---------- Extracted information

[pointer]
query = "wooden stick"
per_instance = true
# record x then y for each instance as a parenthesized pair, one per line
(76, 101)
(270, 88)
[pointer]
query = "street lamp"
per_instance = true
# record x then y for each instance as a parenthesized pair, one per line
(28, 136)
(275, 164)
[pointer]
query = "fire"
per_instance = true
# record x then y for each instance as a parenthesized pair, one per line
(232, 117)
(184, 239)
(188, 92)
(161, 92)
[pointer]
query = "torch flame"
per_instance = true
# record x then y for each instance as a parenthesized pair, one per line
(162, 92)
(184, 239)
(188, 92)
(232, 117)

--------------------

**Exercise**
Copy every line of the records above, changing nothing.

**Response to this task**
[pointer]
query = "wooden stick"
per_instance = true
# record x then y for each instance as a parenthesized pair, one per line
(76, 101)
(270, 88)
[pointer]
query = "street lamp"
per_instance = true
# record x then y for each instance as a parenthesized pair, one per line
(28, 136)
(275, 164)
[pointer]
query = "fire"
per_instance = true
# record x then y for each instance as a parenthesized pair, one per line
(232, 117)
(184, 239)
(188, 92)
(161, 92)
[pointer]
query = "torch flame"
per_instance = true
# record x then y for each instance as a parenthesized pair, one per line
(162, 92)
(184, 239)
(188, 92)
(232, 117)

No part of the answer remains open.